== CHECK YOUR UNDERSTANDING ==
1: Copy word for word the section of the Mark IV radar passage that runs from "By late 1941" up to and including "to the Germans.".
2: Extend the Mark IV radar passage by writing the next part that follows its final sentence.

For purely practical reasons, the antennas were shorter than ideal. A half-wave dipole for the system's 1.5 m wavelength signals should be about 75 cm but antennas of this size produced considerable drag on the aircraft. As gain was not a limiting issue due to other limitations of the system, smaller antennas were adopted, about 30 cm long. By chance, the Germans selected a 50 cm wavelength for their own AI radars, which made the Mark IV antennas almost perfectly suited for receiving their signals. The suggestion was made early on that the system could be modified to display the signals from the German radars simply by connecting the antennas and display to a receiver tuned to the German frequencies.

By late 1941 a new generation of radars was appearing that were based on the new cavity magnetron instead of the traditional tube-based electronics of the Mk. IV. These operated at much shorter wavelengths, about 9 cm, thus requiring much smaller antennas while also providing much higher angular resolution. The production AI Mk. VIII radar version became widespread by late 1942 and were installed primarily on the Mosquito, leaving the problem of what to do with the older Bristol Beaufighters mounting Mk. IV. This difficulty arose at the time that the use of the H2S radar was being debated within Bomber Command, with concern that an aircraft lost over Europe would reveal the secret of the magnetron to the Germans.

At this point the idea of using the Mk. IV-equipped Beaufighters as intruder aircraft was once again raised. Lacking a magnetron, these presented no security risk, and offered a reasonable way to use obsolete night fighters. This was aided by the landing of an intact Junkers Ju 88R-1 night fighter in May 1943 in Scotland, by its defecting crew, revealing the latest operational frequencies of the German radars.

== RECORDS SHOWN ==
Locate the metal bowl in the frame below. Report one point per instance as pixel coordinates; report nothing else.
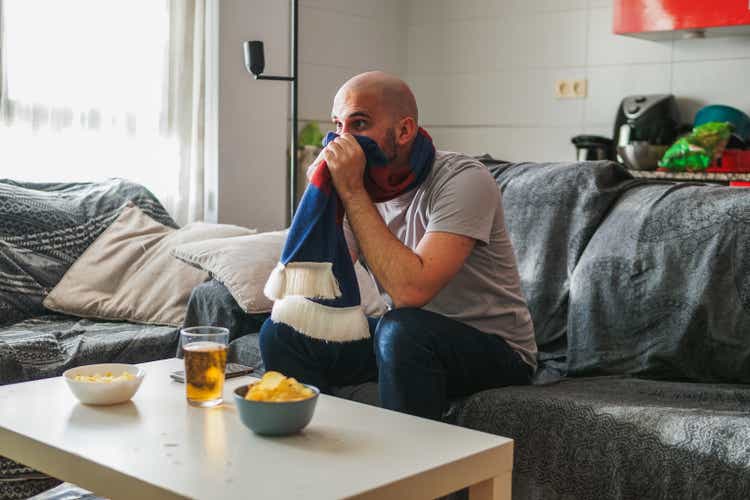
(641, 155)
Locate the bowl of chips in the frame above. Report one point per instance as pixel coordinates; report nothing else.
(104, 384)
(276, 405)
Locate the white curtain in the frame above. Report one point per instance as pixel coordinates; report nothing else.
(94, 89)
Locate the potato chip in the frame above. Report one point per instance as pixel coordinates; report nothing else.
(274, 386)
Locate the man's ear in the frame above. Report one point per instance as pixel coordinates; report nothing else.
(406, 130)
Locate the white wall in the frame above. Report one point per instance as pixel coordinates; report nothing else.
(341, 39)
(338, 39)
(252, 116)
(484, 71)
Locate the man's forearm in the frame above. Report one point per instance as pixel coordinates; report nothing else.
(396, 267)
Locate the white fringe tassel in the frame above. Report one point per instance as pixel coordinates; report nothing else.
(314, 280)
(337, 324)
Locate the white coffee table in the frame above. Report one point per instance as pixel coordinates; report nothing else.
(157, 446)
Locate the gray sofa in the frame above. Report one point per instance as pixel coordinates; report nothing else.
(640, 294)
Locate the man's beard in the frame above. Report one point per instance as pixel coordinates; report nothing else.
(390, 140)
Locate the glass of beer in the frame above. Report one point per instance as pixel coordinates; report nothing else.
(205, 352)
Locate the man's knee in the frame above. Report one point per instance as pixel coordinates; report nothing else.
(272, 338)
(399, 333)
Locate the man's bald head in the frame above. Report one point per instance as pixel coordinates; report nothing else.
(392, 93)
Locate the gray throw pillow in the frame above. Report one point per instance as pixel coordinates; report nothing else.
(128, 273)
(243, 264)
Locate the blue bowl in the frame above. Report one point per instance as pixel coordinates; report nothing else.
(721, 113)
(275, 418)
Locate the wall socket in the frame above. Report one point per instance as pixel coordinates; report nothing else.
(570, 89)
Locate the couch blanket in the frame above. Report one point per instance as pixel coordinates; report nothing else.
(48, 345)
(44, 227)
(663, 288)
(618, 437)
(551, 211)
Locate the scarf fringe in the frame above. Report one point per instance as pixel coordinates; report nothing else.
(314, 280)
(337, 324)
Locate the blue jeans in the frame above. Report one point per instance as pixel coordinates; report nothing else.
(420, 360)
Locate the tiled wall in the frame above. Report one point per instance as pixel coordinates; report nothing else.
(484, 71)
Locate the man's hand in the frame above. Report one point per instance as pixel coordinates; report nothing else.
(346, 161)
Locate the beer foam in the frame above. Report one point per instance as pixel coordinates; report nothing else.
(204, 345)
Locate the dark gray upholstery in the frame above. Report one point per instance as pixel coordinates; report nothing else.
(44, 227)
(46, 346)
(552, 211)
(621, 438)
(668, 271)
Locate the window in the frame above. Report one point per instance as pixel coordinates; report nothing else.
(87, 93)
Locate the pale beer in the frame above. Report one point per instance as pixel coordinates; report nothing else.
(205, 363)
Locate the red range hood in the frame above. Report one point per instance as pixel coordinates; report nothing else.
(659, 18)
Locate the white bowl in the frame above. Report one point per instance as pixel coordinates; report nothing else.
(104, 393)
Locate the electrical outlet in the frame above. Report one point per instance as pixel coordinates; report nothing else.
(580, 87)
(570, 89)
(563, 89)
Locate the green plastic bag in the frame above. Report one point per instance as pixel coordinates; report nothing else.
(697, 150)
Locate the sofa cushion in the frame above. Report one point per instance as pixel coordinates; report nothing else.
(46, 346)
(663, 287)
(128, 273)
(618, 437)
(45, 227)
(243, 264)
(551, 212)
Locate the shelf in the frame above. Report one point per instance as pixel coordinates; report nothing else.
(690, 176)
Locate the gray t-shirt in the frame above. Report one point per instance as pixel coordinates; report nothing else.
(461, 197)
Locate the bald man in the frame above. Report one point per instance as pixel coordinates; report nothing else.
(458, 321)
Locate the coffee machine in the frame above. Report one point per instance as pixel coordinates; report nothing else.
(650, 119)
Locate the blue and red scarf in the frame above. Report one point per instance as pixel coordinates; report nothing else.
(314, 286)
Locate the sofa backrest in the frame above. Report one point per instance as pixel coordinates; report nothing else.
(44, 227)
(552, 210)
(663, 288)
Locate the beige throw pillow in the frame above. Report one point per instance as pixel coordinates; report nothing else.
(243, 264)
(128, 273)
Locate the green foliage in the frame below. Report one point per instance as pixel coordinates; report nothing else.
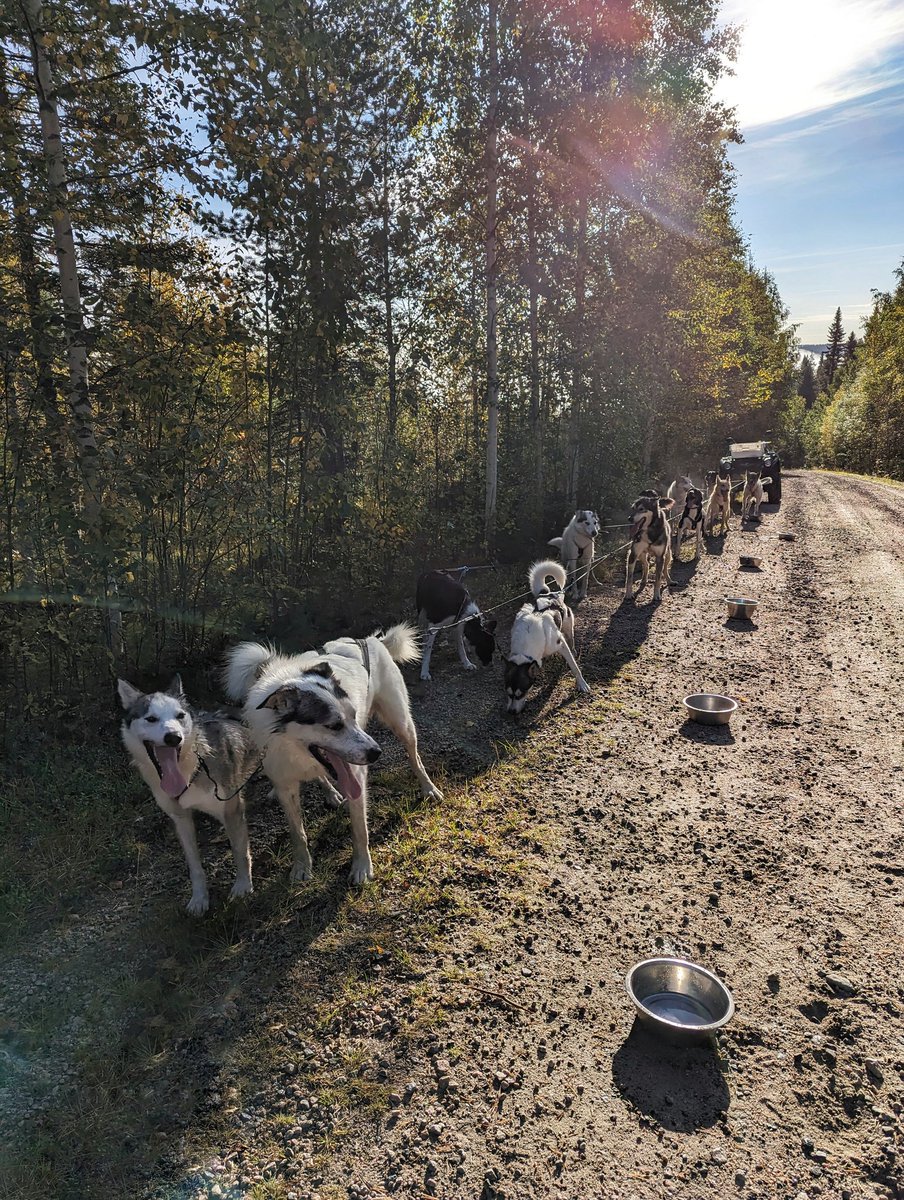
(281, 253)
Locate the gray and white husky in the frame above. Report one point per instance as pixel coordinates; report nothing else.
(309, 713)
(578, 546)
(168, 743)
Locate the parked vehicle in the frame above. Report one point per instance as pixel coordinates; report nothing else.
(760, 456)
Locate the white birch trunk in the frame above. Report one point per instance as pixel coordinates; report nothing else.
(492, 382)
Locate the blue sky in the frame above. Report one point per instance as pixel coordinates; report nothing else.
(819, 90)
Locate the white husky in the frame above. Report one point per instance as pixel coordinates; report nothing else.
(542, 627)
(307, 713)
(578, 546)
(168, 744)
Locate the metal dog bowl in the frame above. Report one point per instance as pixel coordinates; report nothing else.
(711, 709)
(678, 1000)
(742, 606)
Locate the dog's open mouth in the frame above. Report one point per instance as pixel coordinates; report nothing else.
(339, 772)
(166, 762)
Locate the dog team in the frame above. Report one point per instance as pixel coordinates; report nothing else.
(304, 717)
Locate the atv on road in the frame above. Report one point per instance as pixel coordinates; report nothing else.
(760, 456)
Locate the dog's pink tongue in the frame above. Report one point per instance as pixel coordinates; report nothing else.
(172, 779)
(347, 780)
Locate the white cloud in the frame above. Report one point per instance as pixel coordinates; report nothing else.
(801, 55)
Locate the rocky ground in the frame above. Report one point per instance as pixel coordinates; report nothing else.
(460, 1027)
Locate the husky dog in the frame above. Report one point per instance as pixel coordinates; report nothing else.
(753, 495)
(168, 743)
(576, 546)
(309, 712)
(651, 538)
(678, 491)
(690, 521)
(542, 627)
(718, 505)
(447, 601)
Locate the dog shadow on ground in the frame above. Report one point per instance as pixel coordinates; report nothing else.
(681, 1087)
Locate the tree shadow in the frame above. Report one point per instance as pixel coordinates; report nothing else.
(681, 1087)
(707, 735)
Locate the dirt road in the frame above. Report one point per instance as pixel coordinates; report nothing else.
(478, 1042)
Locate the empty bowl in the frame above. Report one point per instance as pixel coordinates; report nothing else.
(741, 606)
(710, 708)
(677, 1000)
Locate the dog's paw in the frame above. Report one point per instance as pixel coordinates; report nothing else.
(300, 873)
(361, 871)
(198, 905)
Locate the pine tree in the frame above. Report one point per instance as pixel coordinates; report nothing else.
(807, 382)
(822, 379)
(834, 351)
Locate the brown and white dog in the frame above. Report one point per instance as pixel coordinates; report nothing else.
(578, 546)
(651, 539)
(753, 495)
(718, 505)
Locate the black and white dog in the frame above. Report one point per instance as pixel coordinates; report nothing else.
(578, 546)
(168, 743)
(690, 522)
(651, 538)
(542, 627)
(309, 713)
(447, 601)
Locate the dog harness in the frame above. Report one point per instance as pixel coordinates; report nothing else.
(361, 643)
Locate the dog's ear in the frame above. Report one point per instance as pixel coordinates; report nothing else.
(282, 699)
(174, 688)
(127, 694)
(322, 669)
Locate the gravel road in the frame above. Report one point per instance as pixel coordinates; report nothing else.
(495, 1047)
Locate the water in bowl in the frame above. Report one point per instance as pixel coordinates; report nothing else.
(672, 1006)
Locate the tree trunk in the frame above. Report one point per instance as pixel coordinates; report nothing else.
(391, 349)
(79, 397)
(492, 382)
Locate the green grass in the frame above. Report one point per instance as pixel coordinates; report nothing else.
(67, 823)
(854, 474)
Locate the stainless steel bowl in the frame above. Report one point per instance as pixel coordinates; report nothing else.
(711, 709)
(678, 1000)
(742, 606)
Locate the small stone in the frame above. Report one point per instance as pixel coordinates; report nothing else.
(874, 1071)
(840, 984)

== EXPECTED RESPONSES ==
1:
By late 1941 a new generation of radars was appearing that were based on the new cavity magnetron instead of the traditional tube-based electronics of the Mk. IV. These operated at much shorter wavelengths, about 9 cm, thus requiring much smaller antennas while also providing much higher angular resolution. The production AI Mk. VIII radar version became widespread by late 1942 and were installed primarily on the Mosquito, leaving the problem of what to do with the older Bristol Beaufighters mounting Mk. IV. This difficulty arose at the time that the use of the H2S radar was being debated within Bomber Command, with concern that an aircraft lost over Europe would reveal the secret of the magnetron to the Germans.

2:
===Serrate/Monica===

The technique developed was for the RAF night fighter to fly slowly off the bomber stream, mimicking the characteristics of a heavy bomber, until the rearward-facing Serrate (Monica) detector picked up the emissions from a Luftwaffe night fighter approaching. The radar operator would then pass directions to the pilot until the German fighter was 6000 ft behind, at which point the Beaufighter would execute a swift turn onto the tail of the German night fighter, pick up the enemy aircraft on his forward radar and attack. Serrate was also subsequently fitted to de Havilland Mosquito night fighters.

No. 141 Squadron transferred to 100 Group Bomber Command in late 1943 and during the Battle of Berlin on the night of 16/17 December, a Mosquito flown by Squadron Leader F. F. Lambert and Flying Officer K. Dear made Bomber Command's first successful Serrate-guided operational sortie when they damaged a Bf 110 with cannon fire. The Serrate night fighter offensive preceded far greater and wide-ranging support operations by the specialist 100 Group during 1944–1945.